What you are asked to do — Keep only the lines below that contain the string "rough", and copy them. Case counts.

Source records —
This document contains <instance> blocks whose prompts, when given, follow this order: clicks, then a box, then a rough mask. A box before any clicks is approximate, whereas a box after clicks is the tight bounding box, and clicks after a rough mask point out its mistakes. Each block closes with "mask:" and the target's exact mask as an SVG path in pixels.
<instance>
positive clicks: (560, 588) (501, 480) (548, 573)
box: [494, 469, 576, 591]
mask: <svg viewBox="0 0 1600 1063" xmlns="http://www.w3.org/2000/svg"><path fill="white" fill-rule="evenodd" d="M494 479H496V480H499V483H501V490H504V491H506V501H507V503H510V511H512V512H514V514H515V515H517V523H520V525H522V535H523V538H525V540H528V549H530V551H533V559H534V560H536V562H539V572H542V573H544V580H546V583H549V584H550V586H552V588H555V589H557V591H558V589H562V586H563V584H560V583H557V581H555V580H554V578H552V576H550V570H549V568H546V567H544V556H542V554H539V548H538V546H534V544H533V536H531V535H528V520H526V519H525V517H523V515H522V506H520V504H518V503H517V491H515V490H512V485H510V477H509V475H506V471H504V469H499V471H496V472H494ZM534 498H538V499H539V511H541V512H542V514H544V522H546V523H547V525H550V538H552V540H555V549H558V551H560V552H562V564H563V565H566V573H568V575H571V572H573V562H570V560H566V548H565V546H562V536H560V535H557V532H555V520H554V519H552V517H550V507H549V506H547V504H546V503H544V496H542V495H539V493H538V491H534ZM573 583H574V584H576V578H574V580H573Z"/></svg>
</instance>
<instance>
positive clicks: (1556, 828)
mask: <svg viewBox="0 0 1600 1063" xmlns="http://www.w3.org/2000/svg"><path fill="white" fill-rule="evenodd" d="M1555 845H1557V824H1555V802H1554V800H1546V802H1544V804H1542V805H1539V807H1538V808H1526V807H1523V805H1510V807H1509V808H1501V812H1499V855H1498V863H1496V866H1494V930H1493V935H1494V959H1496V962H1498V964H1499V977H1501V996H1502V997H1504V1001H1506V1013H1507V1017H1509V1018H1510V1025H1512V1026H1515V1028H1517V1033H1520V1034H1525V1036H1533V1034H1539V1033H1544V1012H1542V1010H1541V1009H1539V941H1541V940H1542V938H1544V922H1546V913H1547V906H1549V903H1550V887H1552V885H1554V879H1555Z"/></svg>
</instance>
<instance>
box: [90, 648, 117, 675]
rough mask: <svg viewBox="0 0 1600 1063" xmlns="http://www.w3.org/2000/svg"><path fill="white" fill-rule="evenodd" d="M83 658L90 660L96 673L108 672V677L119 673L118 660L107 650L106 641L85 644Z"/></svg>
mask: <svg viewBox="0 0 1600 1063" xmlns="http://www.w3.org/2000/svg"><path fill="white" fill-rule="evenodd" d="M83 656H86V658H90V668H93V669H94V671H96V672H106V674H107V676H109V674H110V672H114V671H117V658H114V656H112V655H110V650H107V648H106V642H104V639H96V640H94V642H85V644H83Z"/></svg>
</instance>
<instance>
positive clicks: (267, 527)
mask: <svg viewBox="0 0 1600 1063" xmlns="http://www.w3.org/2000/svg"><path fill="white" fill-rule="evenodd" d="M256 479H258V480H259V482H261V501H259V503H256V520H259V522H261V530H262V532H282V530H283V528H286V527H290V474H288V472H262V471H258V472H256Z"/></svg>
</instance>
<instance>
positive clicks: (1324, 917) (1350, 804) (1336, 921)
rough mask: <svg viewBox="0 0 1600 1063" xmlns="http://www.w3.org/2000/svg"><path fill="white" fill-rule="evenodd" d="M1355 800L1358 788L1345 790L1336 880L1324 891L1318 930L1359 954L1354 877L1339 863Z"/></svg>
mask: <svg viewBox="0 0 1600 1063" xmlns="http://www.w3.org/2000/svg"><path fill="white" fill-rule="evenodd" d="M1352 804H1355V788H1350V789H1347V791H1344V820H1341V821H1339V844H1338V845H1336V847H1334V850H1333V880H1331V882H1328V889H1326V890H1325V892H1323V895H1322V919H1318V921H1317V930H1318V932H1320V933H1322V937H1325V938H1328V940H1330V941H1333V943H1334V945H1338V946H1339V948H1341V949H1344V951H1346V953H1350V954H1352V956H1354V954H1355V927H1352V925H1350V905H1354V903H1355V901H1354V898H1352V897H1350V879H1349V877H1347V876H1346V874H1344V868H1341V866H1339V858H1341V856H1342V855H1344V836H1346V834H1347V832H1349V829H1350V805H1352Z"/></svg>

Response —
This document contains <instance> blocks whose prompts, when given, follow this order: clicks, then a box, then a rough mask. A box before any clicks is approximate, whereas a box after clicks is the tight bounding box, and clicks after a rough mask point out its mistakes. Each block closes with "mask:" and the target's exact mask as an SVG path in pixels.
rough mask: <svg viewBox="0 0 1600 1063" xmlns="http://www.w3.org/2000/svg"><path fill="white" fill-rule="evenodd" d="M83 658L90 660L96 673L108 672V677L119 673L118 660L107 650L106 641L85 644Z"/></svg>
rough mask: <svg viewBox="0 0 1600 1063" xmlns="http://www.w3.org/2000/svg"><path fill="white" fill-rule="evenodd" d="M1355 800L1358 788L1345 790L1336 880L1324 891L1318 930L1359 954L1354 877L1339 863Z"/></svg>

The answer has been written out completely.